* EXERCISE
Please look for the string "order" below and report every line in which it occurs.

* EXCERPTED DATA
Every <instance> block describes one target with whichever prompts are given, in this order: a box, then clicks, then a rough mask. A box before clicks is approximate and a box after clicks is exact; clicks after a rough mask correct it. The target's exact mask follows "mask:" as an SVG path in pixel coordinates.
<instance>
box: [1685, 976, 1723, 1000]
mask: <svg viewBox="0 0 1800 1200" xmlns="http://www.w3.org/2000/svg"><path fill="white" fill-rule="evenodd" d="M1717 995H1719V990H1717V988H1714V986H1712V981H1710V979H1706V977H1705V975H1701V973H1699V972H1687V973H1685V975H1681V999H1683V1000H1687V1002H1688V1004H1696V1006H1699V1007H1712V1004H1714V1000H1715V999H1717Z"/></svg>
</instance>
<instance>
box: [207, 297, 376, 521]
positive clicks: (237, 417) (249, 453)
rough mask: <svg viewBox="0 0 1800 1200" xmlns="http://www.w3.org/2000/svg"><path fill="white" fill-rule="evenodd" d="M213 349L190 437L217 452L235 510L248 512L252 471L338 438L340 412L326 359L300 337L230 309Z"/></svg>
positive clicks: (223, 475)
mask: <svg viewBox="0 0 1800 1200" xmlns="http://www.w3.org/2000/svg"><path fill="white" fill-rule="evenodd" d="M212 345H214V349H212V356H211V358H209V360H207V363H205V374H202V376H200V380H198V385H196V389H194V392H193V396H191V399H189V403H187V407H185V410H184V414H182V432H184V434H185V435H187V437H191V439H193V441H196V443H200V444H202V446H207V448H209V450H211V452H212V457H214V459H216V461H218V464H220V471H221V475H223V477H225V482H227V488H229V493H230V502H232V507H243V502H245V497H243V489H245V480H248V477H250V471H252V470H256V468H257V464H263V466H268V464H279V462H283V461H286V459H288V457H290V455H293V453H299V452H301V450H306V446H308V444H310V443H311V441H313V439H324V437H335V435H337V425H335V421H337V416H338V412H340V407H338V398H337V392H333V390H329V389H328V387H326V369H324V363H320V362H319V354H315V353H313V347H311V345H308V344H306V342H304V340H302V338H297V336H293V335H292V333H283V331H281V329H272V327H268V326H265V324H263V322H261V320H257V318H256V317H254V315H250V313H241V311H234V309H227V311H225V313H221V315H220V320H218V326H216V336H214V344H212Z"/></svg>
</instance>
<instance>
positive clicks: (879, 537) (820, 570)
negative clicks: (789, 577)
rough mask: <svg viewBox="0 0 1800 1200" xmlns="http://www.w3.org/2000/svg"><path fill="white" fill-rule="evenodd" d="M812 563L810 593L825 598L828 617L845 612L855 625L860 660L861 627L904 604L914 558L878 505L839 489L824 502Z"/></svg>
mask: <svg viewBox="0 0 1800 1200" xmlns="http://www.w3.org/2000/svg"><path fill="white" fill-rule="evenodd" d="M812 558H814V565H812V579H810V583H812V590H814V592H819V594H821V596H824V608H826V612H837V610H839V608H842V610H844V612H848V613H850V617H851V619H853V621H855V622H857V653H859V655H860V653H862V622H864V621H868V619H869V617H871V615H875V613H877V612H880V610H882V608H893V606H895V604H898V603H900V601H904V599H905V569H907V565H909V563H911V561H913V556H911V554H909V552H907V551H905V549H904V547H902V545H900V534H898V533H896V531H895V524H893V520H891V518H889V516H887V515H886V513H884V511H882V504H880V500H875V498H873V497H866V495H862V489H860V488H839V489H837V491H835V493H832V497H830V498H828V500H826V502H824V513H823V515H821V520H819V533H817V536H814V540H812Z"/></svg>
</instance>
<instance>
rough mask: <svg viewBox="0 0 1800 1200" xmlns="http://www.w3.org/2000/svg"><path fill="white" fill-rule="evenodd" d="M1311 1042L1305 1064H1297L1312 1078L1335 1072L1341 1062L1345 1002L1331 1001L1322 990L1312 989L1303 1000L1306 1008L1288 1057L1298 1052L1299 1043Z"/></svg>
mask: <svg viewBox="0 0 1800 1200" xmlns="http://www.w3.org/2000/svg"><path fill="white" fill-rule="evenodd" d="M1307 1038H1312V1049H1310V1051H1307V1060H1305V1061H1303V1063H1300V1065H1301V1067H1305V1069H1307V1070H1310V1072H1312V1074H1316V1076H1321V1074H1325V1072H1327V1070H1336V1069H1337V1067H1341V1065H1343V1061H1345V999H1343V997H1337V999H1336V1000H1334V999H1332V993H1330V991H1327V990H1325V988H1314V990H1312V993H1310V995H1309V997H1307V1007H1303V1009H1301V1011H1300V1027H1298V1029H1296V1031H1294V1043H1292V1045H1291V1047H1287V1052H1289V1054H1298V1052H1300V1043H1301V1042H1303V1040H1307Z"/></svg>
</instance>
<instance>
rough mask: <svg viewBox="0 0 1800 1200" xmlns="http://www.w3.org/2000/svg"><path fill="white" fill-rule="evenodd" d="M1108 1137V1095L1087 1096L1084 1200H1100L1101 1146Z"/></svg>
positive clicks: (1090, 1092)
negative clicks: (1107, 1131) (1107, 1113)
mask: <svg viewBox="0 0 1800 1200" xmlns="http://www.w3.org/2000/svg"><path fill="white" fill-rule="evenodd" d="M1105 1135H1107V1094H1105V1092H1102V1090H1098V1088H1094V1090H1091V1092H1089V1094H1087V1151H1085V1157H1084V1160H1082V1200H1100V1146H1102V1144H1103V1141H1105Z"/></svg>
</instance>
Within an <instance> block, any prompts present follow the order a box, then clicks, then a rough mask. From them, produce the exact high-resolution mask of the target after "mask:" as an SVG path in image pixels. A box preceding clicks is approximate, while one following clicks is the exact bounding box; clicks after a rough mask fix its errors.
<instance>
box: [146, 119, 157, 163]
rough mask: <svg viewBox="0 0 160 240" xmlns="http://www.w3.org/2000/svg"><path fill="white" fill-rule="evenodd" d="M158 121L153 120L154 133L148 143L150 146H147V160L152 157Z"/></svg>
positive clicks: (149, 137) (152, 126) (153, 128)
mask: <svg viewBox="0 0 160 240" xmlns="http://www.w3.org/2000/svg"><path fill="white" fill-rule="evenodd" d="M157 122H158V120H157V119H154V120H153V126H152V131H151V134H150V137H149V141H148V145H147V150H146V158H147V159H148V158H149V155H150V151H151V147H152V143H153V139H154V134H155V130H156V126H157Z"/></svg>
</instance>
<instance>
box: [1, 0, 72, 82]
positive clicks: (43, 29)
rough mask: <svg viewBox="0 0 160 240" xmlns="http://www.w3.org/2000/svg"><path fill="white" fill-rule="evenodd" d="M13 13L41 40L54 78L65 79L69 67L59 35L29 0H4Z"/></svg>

* ANSWER TO THE PROBLEM
Every <instance> block describes one target with whichever prompts are given, in this order: a box, then clicks, then a rough mask. A box before clicks is approximate and a box after clicks is exact; clicks after a rough mask correct it. The target's exact mask follows "mask:" as an SVG path in pixel coordinates.
Within an <instance> block, any prompts present follow the order a box, then clicks, then a rough mask. From them, produce the exact high-resolution mask of the target after "mask:" as an SVG path in image pixels. A box preceding clicks is approximate, while one following clicks is the exact bounding box; clicks after a rough mask fix its errors.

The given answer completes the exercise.